*Task item*. Every line of the material below in which "railing" shows up is to be located and copied.

*Entries supplied*.
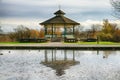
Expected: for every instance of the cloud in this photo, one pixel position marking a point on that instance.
(45, 8)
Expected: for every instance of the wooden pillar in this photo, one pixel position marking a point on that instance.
(73, 29)
(55, 54)
(45, 30)
(73, 55)
(46, 58)
(65, 55)
(64, 31)
(52, 55)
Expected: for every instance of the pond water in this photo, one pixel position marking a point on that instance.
(59, 65)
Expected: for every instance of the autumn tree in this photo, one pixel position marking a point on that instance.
(108, 30)
(116, 7)
(116, 35)
(42, 34)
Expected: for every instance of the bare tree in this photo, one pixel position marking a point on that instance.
(1, 30)
(116, 7)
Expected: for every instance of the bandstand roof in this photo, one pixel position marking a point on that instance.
(59, 19)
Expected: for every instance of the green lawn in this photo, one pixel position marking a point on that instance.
(19, 43)
(93, 43)
(83, 43)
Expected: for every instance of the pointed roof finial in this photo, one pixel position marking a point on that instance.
(59, 7)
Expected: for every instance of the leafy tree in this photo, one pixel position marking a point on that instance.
(42, 34)
(116, 6)
(107, 31)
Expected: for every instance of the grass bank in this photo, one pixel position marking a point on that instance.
(94, 43)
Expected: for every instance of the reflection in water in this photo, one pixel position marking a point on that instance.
(59, 64)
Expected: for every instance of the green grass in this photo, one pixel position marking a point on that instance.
(94, 43)
(82, 43)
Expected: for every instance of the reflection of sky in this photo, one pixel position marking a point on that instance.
(31, 12)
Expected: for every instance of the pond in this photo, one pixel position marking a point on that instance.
(59, 65)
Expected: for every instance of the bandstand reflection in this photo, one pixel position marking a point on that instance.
(51, 59)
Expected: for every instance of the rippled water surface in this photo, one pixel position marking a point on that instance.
(59, 65)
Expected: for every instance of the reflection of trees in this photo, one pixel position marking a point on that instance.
(107, 53)
(59, 65)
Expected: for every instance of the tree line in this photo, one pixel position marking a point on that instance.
(106, 32)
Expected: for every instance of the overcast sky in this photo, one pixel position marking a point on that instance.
(35, 11)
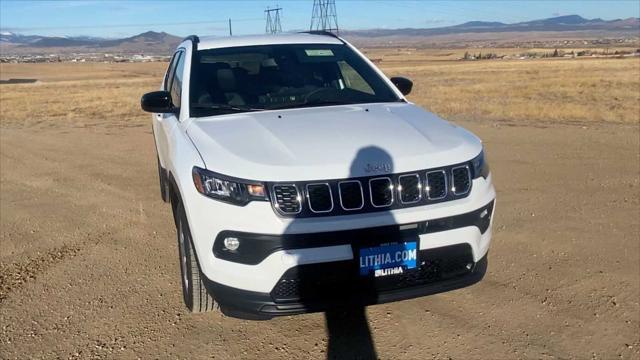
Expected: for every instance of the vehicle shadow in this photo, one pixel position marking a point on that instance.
(347, 327)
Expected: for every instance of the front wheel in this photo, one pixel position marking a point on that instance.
(195, 294)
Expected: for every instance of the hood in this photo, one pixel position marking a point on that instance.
(332, 142)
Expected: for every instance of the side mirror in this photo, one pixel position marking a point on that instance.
(157, 102)
(403, 84)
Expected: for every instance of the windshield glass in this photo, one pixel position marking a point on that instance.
(254, 78)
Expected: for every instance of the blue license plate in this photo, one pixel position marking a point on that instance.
(389, 259)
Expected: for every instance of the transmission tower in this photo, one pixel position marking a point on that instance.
(324, 16)
(273, 21)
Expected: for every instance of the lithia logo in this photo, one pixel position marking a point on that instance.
(380, 167)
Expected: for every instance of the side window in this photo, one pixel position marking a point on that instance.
(353, 80)
(169, 75)
(176, 83)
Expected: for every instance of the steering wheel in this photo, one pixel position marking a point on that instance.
(324, 93)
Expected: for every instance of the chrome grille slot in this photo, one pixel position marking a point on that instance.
(381, 192)
(351, 195)
(410, 188)
(461, 180)
(436, 185)
(287, 199)
(319, 196)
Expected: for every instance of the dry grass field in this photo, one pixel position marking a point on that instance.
(584, 91)
(88, 260)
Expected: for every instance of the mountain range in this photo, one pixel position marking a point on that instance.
(560, 23)
(162, 43)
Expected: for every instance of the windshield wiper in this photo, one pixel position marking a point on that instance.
(313, 103)
(225, 107)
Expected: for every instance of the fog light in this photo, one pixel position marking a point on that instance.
(231, 244)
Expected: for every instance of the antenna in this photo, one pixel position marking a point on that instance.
(273, 21)
(324, 16)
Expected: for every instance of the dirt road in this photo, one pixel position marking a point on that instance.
(89, 260)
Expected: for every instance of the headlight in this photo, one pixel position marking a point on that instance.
(480, 166)
(227, 189)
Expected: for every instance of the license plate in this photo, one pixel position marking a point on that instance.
(388, 259)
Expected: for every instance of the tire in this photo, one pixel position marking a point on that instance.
(164, 184)
(195, 294)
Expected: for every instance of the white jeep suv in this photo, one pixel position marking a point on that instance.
(302, 179)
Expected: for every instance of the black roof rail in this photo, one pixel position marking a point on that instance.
(193, 38)
(321, 32)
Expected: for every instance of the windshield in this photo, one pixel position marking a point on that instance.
(254, 78)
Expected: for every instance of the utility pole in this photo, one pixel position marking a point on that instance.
(273, 21)
(324, 16)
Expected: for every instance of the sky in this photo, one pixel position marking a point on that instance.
(115, 19)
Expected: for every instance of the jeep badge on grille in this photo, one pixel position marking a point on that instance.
(380, 167)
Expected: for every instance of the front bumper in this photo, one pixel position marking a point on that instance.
(319, 287)
(208, 219)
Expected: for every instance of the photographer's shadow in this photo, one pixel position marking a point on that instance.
(349, 335)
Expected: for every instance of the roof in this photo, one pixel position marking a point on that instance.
(213, 42)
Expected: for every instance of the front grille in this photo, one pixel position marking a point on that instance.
(319, 196)
(324, 280)
(370, 194)
(351, 195)
(287, 199)
(461, 180)
(409, 188)
(436, 184)
(381, 192)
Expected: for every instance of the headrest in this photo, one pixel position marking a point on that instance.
(226, 80)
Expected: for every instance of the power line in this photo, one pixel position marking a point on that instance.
(273, 21)
(131, 25)
(324, 16)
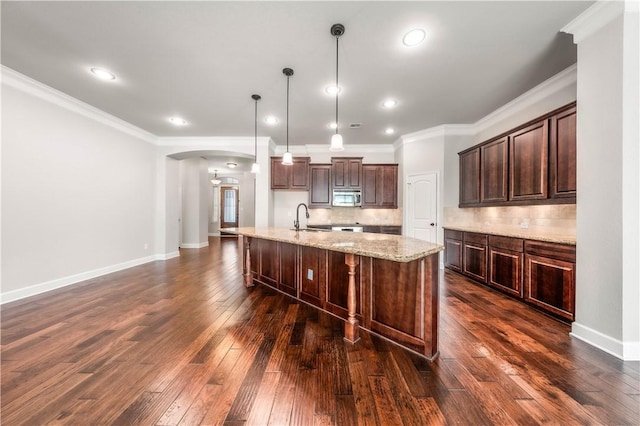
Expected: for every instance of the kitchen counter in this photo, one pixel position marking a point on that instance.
(360, 277)
(560, 237)
(381, 246)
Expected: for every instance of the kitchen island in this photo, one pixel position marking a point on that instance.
(386, 284)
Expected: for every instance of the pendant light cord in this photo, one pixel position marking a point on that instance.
(287, 113)
(337, 86)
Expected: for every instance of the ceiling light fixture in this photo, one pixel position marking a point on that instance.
(287, 158)
(103, 74)
(390, 103)
(336, 140)
(255, 167)
(413, 37)
(178, 121)
(215, 181)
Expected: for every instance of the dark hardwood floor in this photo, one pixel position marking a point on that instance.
(183, 342)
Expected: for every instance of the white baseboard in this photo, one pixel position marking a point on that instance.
(626, 351)
(36, 289)
(195, 245)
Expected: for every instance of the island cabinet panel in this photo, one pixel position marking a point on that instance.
(528, 152)
(320, 186)
(313, 275)
(469, 177)
(453, 249)
(562, 154)
(269, 272)
(337, 285)
(288, 271)
(505, 264)
(400, 309)
(474, 256)
(494, 171)
(550, 277)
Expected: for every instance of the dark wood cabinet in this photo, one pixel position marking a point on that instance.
(453, 249)
(505, 264)
(528, 156)
(470, 177)
(319, 185)
(474, 256)
(494, 171)
(549, 277)
(380, 186)
(562, 154)
(347, 172)
(294, 177)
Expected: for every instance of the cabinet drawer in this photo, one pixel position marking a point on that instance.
(507, 243)
(453, 235)
(557, 251)
(472, 237)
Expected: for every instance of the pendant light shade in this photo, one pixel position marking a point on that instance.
(287, 158)
(255, 167)
(336, 140)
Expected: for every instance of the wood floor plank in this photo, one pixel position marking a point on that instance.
(184, 342)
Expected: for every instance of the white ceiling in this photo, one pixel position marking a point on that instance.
(203, 61)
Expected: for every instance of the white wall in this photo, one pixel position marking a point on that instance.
(607, 302)
(78, 195)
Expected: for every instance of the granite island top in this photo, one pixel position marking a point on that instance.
(382, 246)
(551, 236)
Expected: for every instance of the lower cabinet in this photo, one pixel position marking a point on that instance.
(550, 277)
(505, 264)
(539, 273)
(475, 256)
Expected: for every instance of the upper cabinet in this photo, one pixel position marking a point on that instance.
(347, 172)
(294, 177)
(562, 154)
(380, 186)
(470, 177)
(532, 164)
(320, 186)
(493, 179)
(529, 149)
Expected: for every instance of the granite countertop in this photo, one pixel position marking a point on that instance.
(390, 247)
(552, 236)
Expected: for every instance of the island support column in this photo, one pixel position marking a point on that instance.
(248, 276)
(351, 327)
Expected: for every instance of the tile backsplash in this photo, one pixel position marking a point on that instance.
(552, 218)
(351, 215)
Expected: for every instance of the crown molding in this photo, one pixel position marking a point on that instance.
(41, 91)
(594, 18)
(563, 79)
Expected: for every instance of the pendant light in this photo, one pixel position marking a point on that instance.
(255, 167)
(215, 181)
(287, 158)
(336, 140)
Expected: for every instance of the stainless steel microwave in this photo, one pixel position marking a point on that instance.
(346, 198)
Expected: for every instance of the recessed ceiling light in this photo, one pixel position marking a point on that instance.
(390, 103)
(413, 37)
(103, 74)
(177, 121)
(332, 90)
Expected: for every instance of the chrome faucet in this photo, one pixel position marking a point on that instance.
(296, 223)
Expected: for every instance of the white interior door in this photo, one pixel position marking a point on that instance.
(422, 207)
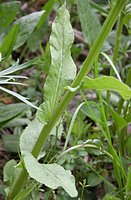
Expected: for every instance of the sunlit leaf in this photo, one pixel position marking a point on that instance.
(8, 12)
(16, 67)
(51, 175)
(62, 69)
(29, 136)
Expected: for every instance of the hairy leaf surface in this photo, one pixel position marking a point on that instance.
(51, 175)
(62, 69)
(29, 136)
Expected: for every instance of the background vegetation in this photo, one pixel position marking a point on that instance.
(65, 99)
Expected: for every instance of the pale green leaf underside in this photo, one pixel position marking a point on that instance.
(62, 69)
(108, 83)
(51, 175)
(29, 136)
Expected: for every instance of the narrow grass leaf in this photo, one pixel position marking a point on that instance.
(62, 69)
(19, 97)
(112, 65)
(128, 184)
(119, 121)
(8, 112)
(8, 12)
(51, 175)
(16, 67)
(108, 83)
(27, 25)
(89, 21)
(9, 42)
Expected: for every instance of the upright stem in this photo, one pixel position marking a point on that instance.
(116, 48)
(113, 15)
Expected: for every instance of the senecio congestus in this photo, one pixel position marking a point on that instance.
(94, 51)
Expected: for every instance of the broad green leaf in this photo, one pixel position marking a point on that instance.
(128, 184)
(9, 112)
(9, 42)
(24, 193)
(11, 173)
(92, 110)
(107, 83)
(51, 175)
(16, 67)
(62, 69)
(89, 21)
(11, 143)
(29, 136)
(8, 12)
(27, 25)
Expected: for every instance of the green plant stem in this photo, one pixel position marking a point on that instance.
(84, 70)
(116, 48)
(111, 18)
(116, 161)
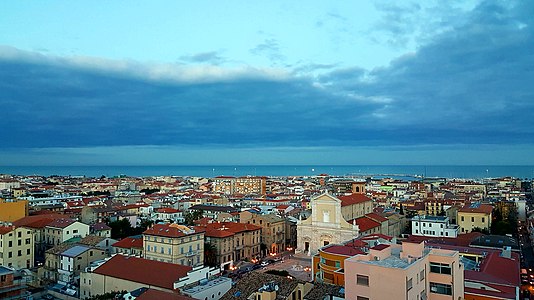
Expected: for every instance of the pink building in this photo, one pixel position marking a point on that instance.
(407, 271)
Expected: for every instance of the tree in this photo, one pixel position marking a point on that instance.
(120, 229)
(191, 216)
(210, 255)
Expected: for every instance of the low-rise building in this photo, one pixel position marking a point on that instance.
(173, 243)
(16, 247)
(474, 215)
(60, 230)
(233, 241)
(434, 226)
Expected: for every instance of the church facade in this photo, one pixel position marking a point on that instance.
(326, 225)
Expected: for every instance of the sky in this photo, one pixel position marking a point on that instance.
(266, 82)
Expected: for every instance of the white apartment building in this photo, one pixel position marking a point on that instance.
(434, 226)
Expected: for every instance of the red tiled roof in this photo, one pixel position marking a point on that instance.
(376, 217)
(353, 199)
(5, 229)
(483, 209)
(232, 227)
(60, 223)
(380, 247)
(167, 230)
(129, 242)
(342, 250)
(167, 210)
(39, 221)
(365, 224)
(144, 271)
(161, 295)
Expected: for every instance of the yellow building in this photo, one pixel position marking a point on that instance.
(173, 243)
(16, 247)
(272, 230)
(12, 211)
(474, 215)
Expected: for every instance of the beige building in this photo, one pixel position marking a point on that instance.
(12, 211)
(65, 261)
(233, 241)
(173, 243)
(122, 273)
(407, 271)
(326, 225)
(474, 215)
(16, 247)
(355, 205)
(273, 230)
(60, 230)
(246, 185)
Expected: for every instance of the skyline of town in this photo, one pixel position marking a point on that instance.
(271, 83)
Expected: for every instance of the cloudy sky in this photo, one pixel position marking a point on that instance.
(266, 82)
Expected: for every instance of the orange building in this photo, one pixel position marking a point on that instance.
(12, 211)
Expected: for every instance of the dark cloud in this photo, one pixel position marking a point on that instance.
(469, 85)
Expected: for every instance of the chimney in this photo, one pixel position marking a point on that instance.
(506, 252)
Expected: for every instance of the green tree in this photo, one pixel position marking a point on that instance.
(120, 229)
(191, 216)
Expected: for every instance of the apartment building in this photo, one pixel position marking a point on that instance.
(12, 211)
(409, 271)
(16, 247)
(434, 226)
(60, 230)
(173, 243)
(272, 230)
(474, 215)
(355, 205)
(233, 241)
(246, 185)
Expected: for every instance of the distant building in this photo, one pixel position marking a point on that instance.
(326, 225)
(12, 211)
(474, 215)
(9, 288)
(434, 226)
(247, 185)
(16, 247)
(173, 243)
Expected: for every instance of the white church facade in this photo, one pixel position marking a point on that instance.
(326, 225)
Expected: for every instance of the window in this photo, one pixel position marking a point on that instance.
(440, 268)
(409, 284)
(362, 280)
(439, 288)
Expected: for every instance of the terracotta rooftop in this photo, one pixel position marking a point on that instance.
(6, 229)
(150, 272)
(60, 223)
(130, 242)
(477, 208)
(353, 199)
(169, 230)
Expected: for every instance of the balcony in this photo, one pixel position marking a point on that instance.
(191, 253)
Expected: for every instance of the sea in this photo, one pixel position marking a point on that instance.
(377, 171)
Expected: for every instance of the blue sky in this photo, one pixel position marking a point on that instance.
(238, 82)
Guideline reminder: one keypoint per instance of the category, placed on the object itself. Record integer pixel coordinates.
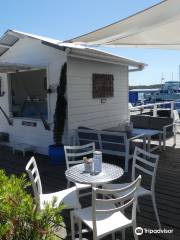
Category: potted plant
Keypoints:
(56, 151)
(20, 217)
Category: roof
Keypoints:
(154, 27)
(144, 90)
(10, 37)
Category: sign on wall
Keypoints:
(103, 85)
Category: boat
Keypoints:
(169, 91)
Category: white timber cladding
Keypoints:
(31, 51)
(83, 110)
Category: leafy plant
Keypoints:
(61, 104)
(20, 218)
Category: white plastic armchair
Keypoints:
(145, 163)
(74, 155)
(68, 196)
(106, 216)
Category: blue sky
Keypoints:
(63, 20)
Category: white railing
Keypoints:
(153, 106)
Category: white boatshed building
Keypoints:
(30, 66)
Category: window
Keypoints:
(29, 94)
(103, 85)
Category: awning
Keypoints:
(13, 67)
(155, 27)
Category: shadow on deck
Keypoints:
(167, 189)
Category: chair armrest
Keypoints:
(170, 125)
(136, 137)
(167, 126)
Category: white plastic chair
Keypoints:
(68, 196)
(106, 216)
(176, 117)
(142, 163)
(71, 155)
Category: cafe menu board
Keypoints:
(103, 85)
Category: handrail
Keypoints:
(154, 105)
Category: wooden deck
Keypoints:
(167, 189)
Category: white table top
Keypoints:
(109, 173)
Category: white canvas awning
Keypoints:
(155, 27)
(6, 67)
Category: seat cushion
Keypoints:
(106, 223)
(68, 197)
(158, 123)
(140, 121)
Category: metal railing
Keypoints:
(154, 107)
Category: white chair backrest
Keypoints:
(32, 170)
(74, 152)
(145, 163)
(118, 200)
(104, 140)
(175, 115)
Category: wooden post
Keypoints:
(172, 108)
(155, 110)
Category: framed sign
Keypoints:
(103, 85)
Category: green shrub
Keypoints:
(20, 218)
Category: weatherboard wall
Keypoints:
(83, 110)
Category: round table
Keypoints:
(109, 173)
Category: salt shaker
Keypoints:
(97, 161)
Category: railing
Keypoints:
(154, 107)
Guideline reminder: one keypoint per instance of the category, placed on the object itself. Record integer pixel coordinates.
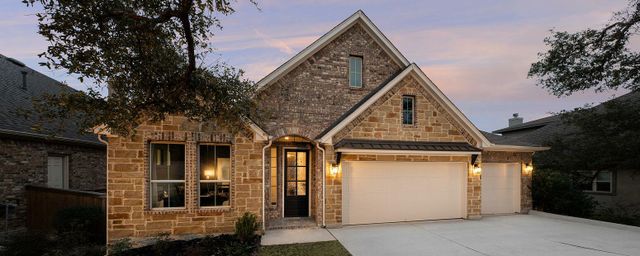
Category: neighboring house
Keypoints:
(610, 187)
(30, 156)
(354, 134)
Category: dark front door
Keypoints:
(296, 185)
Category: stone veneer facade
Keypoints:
(24, 162)
(308, 99)
(303, 102)
(129, 214)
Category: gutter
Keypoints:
(324, 177)
(106, 200)
(264, 225)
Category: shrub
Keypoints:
(27, 243)
(246, 226)
(619, 213)
(120, 246)
(82, 224)
(556, 192)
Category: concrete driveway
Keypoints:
(497, 235)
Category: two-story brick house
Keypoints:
(355, 134)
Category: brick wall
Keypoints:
(383, 120)
(24, 162)
(129, 214)
(313, 95)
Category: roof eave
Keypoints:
(325, 39)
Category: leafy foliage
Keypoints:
(598, 138)
(557, 192)
(246, 226)
(147, 53)
(594, 58)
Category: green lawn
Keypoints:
(333, 248)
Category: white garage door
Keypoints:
(500, 188)
(376, 192)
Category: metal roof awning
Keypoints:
(405, 147)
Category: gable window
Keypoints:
(355, 72)
(58, 171)
(215, 180)
(167, 175)
(601, 183)
(408, 108)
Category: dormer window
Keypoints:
(408, 107)
(355, 72)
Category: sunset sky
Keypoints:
(477, 52)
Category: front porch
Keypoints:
(294, 184)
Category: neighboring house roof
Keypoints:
(541, 131)
(531, 124)
(357, 17)
(16, 96)
(405, 145)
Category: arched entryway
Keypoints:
(291, 180)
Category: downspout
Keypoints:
(106, 200)
(264, 225)
(324, 177)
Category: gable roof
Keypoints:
(357, 18)
(415, 71)
(15, 97)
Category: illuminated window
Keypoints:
(274, 176)
(167, 175)
(355, 72)
(215, 180)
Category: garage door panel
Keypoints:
(376, 192)
(500, 188)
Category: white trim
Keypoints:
(513, 148)
(349, 151)
(327, 138)
(316, 46)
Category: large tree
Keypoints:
(148, 53)
(604, 137)
(597, 59)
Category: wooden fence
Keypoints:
(43, 203)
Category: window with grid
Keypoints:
(355, 72)
(215, 180)
(274, 176)
(602, 182)
(167, 175)
(408, 109)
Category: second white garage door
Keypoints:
(377, 192)
(500, 188)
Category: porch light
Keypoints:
(528, 168)
(334, 169)
(476, 169)
(209, 173)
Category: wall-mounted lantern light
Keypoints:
(528, 168)
(476, 169)
(334, 169)
(208, 174)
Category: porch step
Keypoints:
(291, 223)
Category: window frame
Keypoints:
(199, 181)
(65, 169)
(413, 110)
(594, 183)
(151, 181)
(349, 71)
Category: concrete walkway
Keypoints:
(296, 236)
(499, 235)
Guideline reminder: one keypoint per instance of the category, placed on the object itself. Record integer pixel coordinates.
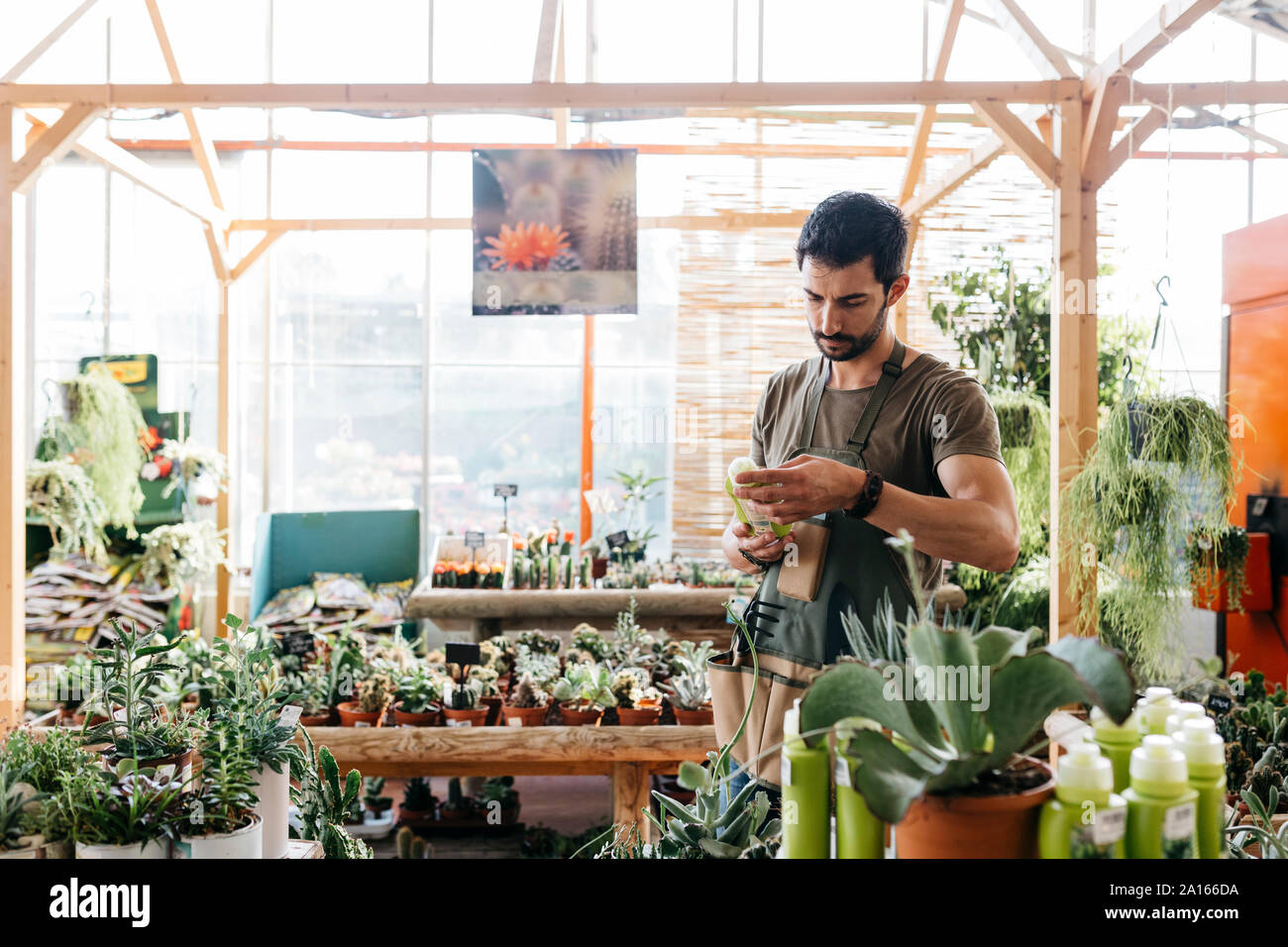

*Answer to this exercise*.
Category: white railing
Category: metal railing
Category: railing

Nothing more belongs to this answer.